◆ Brief
Extract exactly the range of lines bounded by the line containing "Please indicate the red fabric" and the final line of the listing, both ends included, and no other lines.

Items from a data source:
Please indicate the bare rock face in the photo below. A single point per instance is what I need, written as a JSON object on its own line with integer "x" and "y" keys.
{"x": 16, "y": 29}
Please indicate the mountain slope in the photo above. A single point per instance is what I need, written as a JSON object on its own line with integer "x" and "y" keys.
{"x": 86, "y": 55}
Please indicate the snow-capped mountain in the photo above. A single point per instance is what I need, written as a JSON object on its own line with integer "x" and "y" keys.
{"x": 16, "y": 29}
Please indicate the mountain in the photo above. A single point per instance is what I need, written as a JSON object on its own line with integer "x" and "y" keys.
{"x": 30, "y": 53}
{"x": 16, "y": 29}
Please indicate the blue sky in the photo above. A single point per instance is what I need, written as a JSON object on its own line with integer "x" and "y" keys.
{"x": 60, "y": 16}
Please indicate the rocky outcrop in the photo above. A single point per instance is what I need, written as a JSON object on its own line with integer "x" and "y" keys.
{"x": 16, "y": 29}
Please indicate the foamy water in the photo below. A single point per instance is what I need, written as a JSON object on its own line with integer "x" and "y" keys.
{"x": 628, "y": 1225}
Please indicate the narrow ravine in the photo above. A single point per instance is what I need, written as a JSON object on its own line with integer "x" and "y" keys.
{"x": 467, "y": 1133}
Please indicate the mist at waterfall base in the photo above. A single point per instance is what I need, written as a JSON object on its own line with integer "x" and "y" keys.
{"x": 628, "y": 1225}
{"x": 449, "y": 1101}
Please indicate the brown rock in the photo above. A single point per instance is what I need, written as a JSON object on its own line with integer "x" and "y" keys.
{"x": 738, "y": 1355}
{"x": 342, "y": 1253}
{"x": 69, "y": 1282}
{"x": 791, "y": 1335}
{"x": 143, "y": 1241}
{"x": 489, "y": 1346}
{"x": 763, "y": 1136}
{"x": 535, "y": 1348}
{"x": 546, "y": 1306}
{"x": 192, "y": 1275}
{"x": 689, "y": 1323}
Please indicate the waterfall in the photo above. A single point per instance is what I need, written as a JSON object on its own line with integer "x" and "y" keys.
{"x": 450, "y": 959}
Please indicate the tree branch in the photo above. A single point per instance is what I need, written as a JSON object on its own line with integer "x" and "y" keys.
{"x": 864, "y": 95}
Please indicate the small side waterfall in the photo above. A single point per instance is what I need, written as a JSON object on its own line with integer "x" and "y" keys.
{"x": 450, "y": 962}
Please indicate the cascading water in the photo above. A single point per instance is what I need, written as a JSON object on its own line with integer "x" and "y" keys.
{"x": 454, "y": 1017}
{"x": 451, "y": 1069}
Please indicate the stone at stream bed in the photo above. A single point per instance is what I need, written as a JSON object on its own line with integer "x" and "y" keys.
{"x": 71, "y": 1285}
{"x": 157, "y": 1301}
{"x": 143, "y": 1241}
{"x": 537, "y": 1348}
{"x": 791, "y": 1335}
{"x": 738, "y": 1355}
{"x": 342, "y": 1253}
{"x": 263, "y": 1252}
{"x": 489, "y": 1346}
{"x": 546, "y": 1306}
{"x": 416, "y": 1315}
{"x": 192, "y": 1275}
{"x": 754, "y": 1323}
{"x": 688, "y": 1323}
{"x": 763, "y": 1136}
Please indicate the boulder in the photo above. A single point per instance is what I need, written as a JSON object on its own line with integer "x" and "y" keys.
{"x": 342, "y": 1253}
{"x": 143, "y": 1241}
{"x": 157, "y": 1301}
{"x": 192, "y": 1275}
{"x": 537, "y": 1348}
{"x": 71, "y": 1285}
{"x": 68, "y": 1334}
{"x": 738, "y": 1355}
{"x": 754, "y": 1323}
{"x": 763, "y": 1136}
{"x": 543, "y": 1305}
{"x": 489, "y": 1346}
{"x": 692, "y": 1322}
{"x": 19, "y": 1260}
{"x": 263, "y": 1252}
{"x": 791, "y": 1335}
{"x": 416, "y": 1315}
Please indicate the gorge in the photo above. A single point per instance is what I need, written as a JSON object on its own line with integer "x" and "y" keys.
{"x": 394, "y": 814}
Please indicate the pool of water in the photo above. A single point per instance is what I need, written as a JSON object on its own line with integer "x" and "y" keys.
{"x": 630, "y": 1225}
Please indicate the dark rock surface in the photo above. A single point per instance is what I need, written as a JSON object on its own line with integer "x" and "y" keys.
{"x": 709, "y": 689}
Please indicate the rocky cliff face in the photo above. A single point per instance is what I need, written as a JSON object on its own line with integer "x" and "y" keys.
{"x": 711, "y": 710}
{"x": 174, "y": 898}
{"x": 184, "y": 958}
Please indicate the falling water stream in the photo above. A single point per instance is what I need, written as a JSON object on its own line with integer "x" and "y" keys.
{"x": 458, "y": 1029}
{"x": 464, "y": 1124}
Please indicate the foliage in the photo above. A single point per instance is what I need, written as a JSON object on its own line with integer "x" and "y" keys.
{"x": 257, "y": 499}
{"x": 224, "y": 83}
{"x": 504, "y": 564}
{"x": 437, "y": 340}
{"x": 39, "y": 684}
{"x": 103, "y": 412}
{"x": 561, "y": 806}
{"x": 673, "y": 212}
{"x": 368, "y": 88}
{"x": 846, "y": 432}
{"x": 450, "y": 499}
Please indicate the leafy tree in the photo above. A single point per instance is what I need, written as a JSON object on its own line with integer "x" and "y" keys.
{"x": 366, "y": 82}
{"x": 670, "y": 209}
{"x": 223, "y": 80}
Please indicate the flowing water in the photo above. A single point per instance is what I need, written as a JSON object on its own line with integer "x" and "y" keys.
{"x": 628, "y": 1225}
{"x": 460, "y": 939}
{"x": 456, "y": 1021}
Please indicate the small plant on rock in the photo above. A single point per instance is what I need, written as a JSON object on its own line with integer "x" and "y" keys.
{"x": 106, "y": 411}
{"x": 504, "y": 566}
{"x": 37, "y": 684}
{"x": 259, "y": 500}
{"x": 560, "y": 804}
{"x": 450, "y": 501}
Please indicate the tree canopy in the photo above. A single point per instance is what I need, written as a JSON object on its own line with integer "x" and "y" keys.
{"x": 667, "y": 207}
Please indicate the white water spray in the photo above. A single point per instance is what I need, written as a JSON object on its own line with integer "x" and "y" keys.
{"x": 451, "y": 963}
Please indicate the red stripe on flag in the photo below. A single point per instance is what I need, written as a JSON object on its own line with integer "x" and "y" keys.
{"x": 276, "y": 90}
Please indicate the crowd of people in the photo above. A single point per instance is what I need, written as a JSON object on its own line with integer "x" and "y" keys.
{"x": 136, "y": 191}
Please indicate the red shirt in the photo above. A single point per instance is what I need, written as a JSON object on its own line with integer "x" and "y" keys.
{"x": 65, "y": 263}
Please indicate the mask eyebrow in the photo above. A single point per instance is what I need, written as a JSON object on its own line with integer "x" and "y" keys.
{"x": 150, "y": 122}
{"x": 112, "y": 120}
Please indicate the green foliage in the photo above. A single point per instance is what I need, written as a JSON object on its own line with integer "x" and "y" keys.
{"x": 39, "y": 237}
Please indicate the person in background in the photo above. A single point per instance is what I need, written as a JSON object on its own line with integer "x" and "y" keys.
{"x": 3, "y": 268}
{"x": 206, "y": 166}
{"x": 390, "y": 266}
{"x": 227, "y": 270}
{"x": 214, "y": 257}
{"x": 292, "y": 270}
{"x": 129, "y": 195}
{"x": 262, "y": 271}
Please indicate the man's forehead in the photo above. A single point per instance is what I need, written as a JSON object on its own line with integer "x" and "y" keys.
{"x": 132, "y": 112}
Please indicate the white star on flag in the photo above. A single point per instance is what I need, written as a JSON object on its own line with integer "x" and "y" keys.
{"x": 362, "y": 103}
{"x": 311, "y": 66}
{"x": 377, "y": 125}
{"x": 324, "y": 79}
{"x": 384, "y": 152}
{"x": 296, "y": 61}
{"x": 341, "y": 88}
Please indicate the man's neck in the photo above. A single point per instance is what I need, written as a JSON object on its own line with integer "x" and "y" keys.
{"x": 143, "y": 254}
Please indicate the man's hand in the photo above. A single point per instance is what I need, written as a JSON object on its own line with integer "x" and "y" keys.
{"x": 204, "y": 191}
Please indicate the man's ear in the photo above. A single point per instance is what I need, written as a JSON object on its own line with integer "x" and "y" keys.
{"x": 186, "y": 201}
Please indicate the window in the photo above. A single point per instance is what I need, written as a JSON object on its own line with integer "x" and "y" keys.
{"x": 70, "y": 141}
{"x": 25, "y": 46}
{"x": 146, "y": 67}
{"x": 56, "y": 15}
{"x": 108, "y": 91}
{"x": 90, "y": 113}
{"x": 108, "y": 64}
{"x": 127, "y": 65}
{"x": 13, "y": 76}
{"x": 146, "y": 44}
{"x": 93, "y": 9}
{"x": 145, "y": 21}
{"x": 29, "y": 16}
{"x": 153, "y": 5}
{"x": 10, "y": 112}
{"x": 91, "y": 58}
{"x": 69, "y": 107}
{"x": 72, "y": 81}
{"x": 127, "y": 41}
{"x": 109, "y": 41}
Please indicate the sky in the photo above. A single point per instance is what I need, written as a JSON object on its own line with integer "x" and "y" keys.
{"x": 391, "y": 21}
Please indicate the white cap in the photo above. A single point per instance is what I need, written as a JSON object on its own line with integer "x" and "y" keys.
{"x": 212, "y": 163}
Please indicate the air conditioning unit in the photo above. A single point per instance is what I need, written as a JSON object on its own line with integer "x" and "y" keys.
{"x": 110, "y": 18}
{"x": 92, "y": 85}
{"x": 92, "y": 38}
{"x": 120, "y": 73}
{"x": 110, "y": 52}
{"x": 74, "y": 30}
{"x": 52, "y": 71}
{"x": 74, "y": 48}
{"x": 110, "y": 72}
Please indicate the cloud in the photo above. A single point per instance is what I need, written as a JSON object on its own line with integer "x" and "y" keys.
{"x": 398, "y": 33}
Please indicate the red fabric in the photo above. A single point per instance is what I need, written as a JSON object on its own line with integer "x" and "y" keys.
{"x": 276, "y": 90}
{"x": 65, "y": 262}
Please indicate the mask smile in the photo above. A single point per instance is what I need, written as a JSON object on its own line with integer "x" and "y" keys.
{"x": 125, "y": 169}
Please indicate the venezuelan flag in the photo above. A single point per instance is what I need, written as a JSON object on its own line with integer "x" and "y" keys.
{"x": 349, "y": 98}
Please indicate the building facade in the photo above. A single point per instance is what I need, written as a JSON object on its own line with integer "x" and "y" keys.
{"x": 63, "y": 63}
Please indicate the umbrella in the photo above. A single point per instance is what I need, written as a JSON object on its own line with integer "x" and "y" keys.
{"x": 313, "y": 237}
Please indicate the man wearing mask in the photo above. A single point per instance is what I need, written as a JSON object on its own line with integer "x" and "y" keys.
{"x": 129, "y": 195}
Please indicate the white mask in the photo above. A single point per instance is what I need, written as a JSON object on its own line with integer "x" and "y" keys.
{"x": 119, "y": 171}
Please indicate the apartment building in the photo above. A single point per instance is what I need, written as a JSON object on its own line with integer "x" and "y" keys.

◆ Task response
Please indicate the red fabric in the photo above. A single point per instance is what I need, written as a JSON object on its own line with integer "x" and "y" keys.
{"x": 276, "y": 90}
{"x": 65, "y": 262}
Please indicate the mask smile in the photo above. A single point per instance is what I need, written as a JSON object on its own line with integer "x" and "y" keys.
{"x": 125, "y": 169}
Please indicate the venezuelan flag in the photo above. A single point per instance is what I need, written as a JSON object on its own line with integer "x" and "y" keys.
{"x": 349, "y": 98}
Please indicate the building facade in the photo above. A single point per instance is what I need, written as a JSON object on its own line with integer "x" and "y" keys.
{"x": 63, "y": 63}
Please indicate the umbrella in the photo above. A single point per instance is what I need, written as a JSON object on its own line with integer "x" and "y" keys.
{"x": 313, "y": 237}
Please indicate the man wearing mask in the photo above. A single point per instance is what I need, written as a JSON object on its own line with integer "x" and "y" keys.
{"x": 129, "y": 195}
Please indicate the white mask in the photo above. A single point per instance is what I need, written as a JSON object on its own line with integer "x" and "y" keys.
{"x": 119, "y": 171}
Please indicate the apartment building in the photo above. A single point per instance is what I need, written as a JSON object on its own line with integer "x" and "y" keys.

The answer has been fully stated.